Records of labeled points:

= = = = = = =

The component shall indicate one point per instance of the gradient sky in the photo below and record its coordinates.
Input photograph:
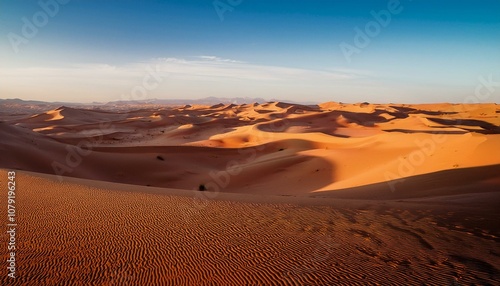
(84, 51)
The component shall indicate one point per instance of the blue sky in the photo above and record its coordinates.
(413, 51)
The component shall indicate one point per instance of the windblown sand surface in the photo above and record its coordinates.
(73, 234)
(334, 194)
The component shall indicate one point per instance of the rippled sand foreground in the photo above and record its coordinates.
(80, 232)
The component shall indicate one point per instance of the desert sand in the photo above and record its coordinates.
(330, 194)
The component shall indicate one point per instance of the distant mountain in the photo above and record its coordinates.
(212, 100)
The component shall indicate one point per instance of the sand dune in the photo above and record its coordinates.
(291, 149)
(113, 234)
(258, 194)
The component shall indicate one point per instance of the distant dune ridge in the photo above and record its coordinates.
(256, 193)
(276, 147)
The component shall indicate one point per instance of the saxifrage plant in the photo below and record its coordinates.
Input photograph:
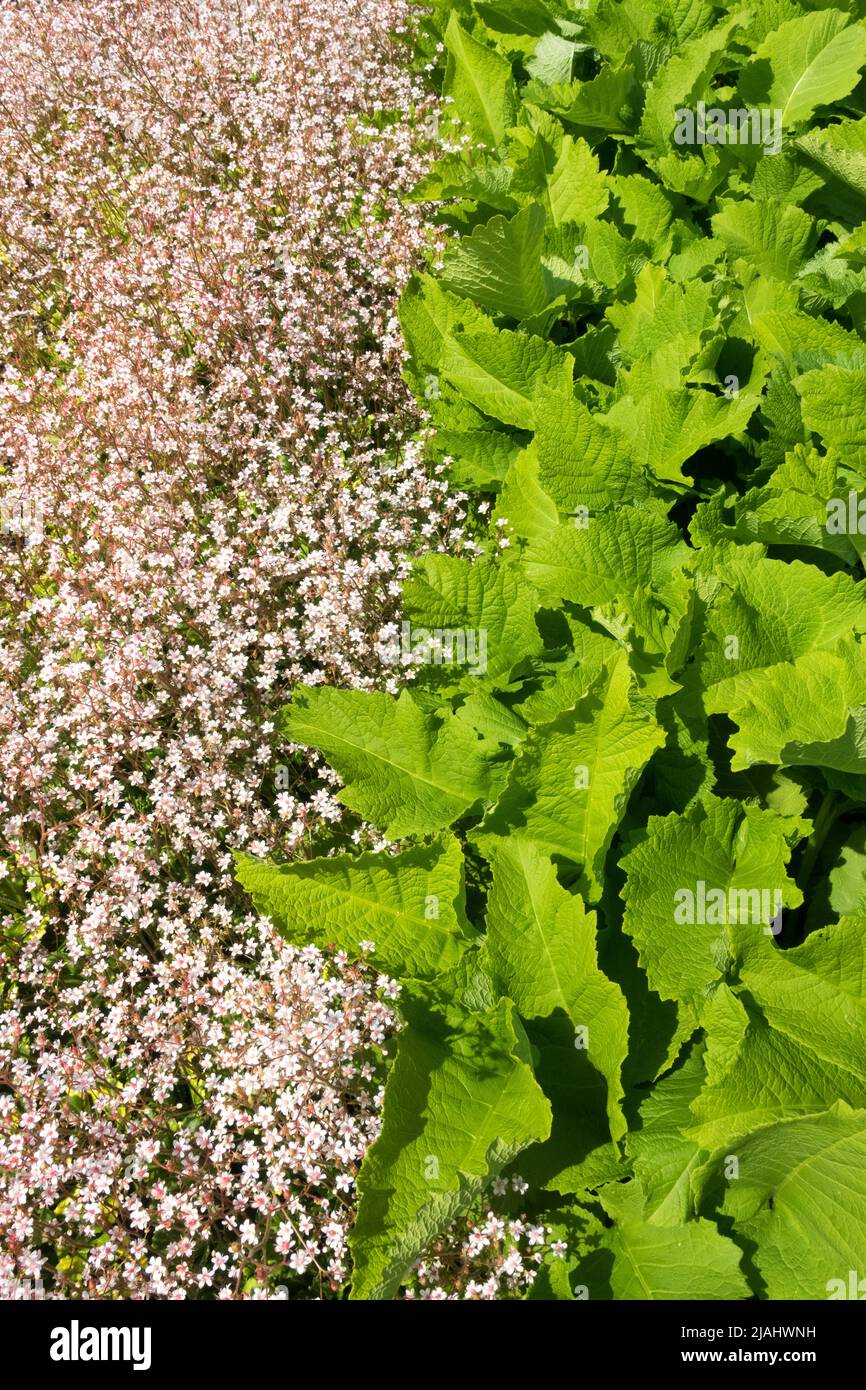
(628, 901)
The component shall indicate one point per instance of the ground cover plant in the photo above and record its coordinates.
(209, 489)
(622, 880)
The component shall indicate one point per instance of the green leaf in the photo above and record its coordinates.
(667, 1262)
(505, 374)
(581, 460)
(491, 599)
(772, 238)
(801, 1200)
(460, 1102)
(410, 905)
(481, 84)
(687, 887)
(815, 59)
(499, 266)
(405, 770)
(794, 1040)
(542, 954)
(572, 780)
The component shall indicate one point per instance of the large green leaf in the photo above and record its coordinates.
(403, 769)
(460, 1104)
(572, 780)
(542, 954)
(410, 905)
(799, 1201)
(480, 81)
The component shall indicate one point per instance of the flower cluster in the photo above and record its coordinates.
(202, 242)
(488, 1257)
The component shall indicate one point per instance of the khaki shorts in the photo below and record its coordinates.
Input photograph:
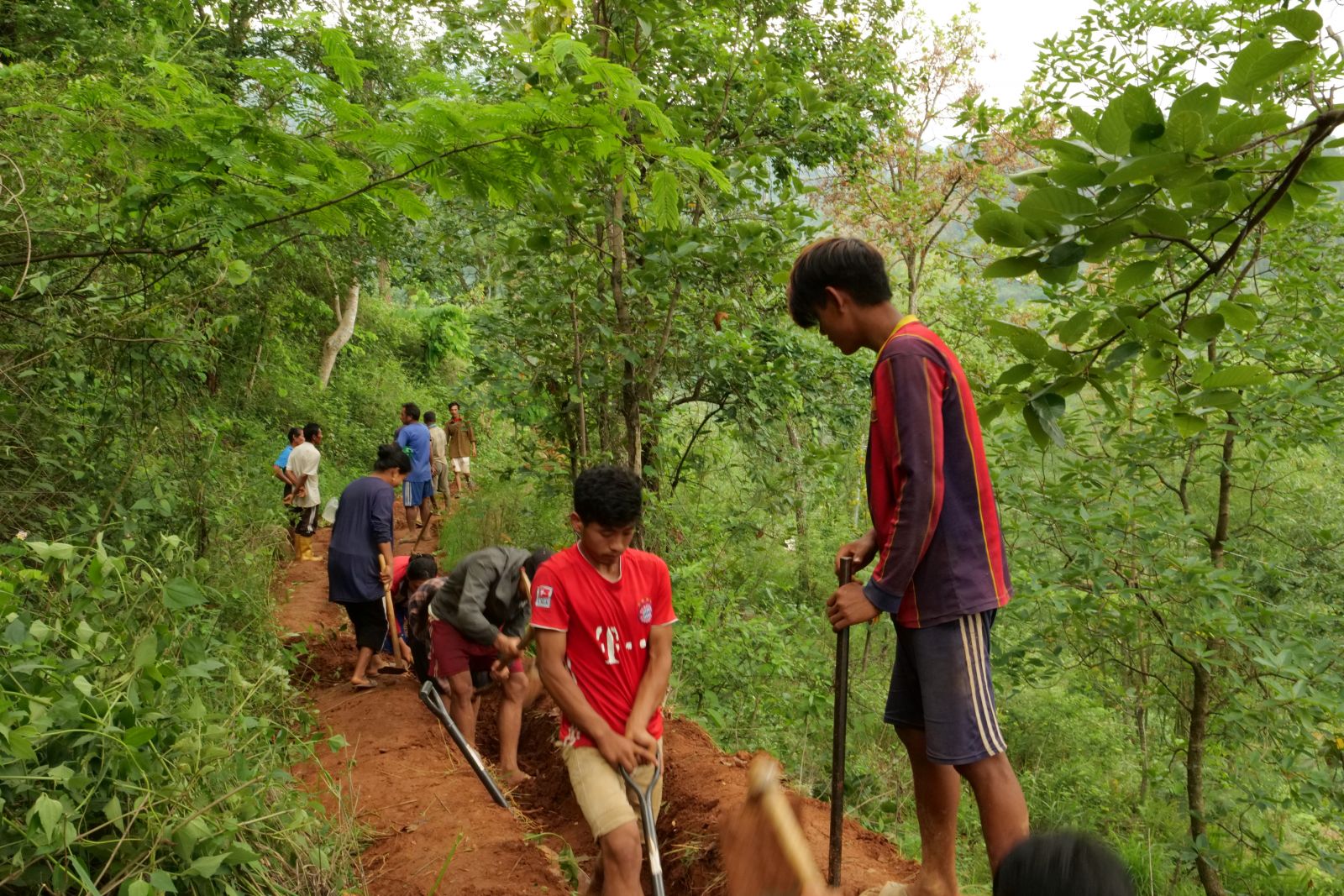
(443, 476)
(604, 799)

= = = = = = =

STATED PROBLEM:
Rewrite every one of the lines above, renaming "record its coordinates" to "log its position" and keeping everything else the same, and omit the pictures from your answer.

EXERCISE RESULT:
The component shall indicate one point per instance of the gradient sky in the photo below and log its position.
Input photograph:
(84, 51)
The component shall indicate one point per instance of the blue sky in the photo above and log its position.
(413, 51)
The component shall indicate one point per instance of the windblown sand surface in the photo above and log its position.
(73, 234)
(334, 194)
The component shall indicate one point per instance of the rippled sand foreground in the photo above and log its position.
(80, 232)
The component shall indicate one point per instance of the desert sand in the photo above and log its position.
(330, 194)
The component shall indicate one point per instance of the distant mountain in the photo above and log its position.
(212, 100)
The component shall indicate one point per instance of the sand dune in the photo above and log its position.
(291, 149)
(113, 234)
(258, 194)
The component shall indicate one point per instance of the distant dune ridge in the photo above and log its position.
(256, 193)
(276, 147)
The component shall indicate one point per instance of the saxifrage plant in the photo below and log its position.
Input photograph:
(628, 901)
The component shall indicate one point per instance of the ground cover plant in the photo above and log its position.
(209, 489)
(622, 880)
The component shall indicate one point per instance of the green leaf in the photo above and log its position.
(667, 1262)
(505, 374)
(581, 460)
(491, 599)
(772, 238)
(801, 1200)
(460, 1102)
(410, 905)
(481, 84)
(687, 887)
(815, 59)
(499, 266)
(405, 770)
(794, 1040)
(542, 954)
(572, 780)
The component shall indicate one point per instance of the large green leaf in the photo above and log its position.
(403, 769)
(460, 1104)
(572, 780)
(542, 954)
(410, 905)
(799, 1201)
(480, 81)
The component shall indicate one point per instance of the flower cluster in the photo above and log its position.
(202, 242)
(488, 1257)
The component shall indicate one point per instance of the khaki shorts in the photo below and log its position.
Input photograph:
(443, 476)
(604, 799)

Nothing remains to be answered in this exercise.